Listening While White: Respecting the Image of God in People of Color


Jesus, himself, broke down the dividing wall that separates people.


I feel like I need to begin this with a request to “hear me out” (at the risk of appearing apologetic). I am a white, evangelical Christian. The title recognizes who I am. I realize as I wade out into these waters that they are treacherous today. Many are the rocks on which ships with good intentions have been dashed.

Should I even have to say that people of color bear the image of God? I shouldn’t have to say it, but I feel I need to say it nevertheless. Why?

That impulse, alone, signals to me that something is not quite right.

I just read that slavery is “the original sin of the United States”. It colors our past (pun very much intended). It continues to leave its imprint on the present. I have to admit to finding some truth in that statement.

Obviously, race is the subject of this article. But not just race. I am writing about Christianity, generally, and the church universal and global.

=== DATA SUPPLIED ===
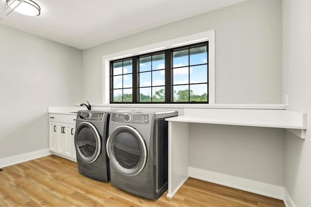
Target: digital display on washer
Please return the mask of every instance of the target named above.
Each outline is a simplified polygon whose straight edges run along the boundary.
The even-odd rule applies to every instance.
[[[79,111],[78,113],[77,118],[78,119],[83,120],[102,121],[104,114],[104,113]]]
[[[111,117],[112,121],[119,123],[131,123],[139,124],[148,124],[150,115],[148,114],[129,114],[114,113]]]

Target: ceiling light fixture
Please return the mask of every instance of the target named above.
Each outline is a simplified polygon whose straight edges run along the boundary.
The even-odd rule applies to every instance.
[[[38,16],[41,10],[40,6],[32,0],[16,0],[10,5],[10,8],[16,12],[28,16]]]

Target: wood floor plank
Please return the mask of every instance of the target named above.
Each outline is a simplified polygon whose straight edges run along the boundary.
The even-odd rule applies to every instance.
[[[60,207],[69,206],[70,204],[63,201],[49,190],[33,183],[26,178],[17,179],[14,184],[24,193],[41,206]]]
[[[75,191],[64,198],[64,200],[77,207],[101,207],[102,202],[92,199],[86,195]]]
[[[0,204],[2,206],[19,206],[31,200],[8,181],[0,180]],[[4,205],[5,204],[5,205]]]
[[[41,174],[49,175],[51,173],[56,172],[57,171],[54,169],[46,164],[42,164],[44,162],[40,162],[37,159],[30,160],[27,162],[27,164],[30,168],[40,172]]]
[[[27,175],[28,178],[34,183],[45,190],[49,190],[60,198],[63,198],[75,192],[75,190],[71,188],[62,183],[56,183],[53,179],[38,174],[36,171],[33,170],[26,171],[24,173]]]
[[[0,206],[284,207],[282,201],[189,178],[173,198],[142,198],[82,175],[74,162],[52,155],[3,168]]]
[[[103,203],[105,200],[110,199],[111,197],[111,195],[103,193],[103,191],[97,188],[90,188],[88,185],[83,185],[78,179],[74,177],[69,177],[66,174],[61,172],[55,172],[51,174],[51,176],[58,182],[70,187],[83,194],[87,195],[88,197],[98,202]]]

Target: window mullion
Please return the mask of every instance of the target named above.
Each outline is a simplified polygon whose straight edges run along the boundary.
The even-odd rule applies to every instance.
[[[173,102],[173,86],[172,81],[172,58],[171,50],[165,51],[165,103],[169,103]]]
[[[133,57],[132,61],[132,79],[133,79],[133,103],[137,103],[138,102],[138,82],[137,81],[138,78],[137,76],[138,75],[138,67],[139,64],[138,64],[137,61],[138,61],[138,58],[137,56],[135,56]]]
* * *
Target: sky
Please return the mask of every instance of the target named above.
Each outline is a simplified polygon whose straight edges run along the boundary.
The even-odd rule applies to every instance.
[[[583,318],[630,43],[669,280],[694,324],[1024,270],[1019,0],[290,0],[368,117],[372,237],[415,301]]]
...
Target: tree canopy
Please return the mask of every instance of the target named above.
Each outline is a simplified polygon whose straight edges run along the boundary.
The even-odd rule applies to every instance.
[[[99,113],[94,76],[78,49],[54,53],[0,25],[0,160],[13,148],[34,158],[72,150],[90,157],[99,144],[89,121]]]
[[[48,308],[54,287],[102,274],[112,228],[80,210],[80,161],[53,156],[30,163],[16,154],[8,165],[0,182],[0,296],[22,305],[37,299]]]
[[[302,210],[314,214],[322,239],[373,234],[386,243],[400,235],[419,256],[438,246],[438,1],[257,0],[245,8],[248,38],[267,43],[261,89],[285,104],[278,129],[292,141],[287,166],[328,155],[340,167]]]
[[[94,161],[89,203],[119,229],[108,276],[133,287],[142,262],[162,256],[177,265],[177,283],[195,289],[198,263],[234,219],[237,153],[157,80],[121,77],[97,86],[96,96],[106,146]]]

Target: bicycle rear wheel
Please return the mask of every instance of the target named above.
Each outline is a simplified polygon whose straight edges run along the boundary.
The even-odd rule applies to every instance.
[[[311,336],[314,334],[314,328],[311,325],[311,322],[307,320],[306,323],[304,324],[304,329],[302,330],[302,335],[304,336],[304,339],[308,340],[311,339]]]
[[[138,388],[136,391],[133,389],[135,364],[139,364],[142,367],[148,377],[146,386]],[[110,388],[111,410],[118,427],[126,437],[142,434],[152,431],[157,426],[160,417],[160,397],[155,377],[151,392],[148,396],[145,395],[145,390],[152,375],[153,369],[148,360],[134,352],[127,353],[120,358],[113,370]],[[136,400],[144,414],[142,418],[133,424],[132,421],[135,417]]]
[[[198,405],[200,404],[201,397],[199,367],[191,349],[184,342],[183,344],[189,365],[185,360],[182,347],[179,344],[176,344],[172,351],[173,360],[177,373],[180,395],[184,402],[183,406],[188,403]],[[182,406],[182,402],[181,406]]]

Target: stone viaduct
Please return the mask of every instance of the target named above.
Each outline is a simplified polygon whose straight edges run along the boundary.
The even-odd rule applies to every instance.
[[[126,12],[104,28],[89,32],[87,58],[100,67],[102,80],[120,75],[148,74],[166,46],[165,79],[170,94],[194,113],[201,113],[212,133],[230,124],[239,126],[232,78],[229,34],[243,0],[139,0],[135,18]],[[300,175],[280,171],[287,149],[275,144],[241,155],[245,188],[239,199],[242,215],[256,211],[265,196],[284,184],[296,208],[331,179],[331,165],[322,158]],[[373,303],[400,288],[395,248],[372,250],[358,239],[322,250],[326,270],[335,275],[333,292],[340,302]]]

=== WHAT TO WORK ON ===
1. Quote the essay on race and faith from "Jesus, himself, broke" up to and including "have been dashed.".
2. In the essay on race and faith, which single words are set off between a pair of commas?
3. Proceed with the essay on race and faith, starting after its final sentence.
The lines have nothing to do with the essay on race and faith.

=== RESULTS ===
1.
Jesus, himself, broke down the dividing wall that separates people.


I feel like I need to begin this with a request to “hear me out” (at the risk of appearing apologetic). I am a white, evangelical Christian. The title recognizes who I am. I realize as I wade out into these waters that they are treacherous today. Many are the rocks on which ships with good intentions have been dashed.

2.
himself
alone
generally

3.
If any group ought to be able to speak with wisdom into the race issues that we continue to face, it should be the Church, right? Yet, we see as much segregation in the church as a whole as we do in society.

Spoiler alert. God has been orchestrating the entire course of human history from the beginning to this end:

“A great multitude that no one could count, from every nation, tribe, people and language, standing before the throne and before the Lamb….”

Revelations7:9

This is God’s endgame. Are we onboard with the plan?

This is the unity for which Jesus prayed for his followers. (John 17:20-23) Jesus, himself, broke down the dividing wall that separates people. (Eph. 2:14) God began working though His Holy Spirit toward His endgame soon after Jesus died and rose again, working through Paul and the disciples to break down the wall between Jew and Gentile. (See Reflection on the Unity for which Jesus Prayed: Peter & Cornelius)

We won’t participate in achieving the unity for which Jesus prayed without recognizing the big picture – the kingdom of God – and the foundation on which we all stand – Jesus. Given the purposeful prayer of Jesus for unity among his followers, disunity that exists in the Church means we have failed in some way to focus on the things that should unify us. We have allowed differences that shouldn’t matter to divide us.

If the endgame includes people “from every nation, tribe, people and language”, then we should not allow those kinds of differences, at least, to divide us. Racial matters should be a non-issue. We should be one in Christ, right?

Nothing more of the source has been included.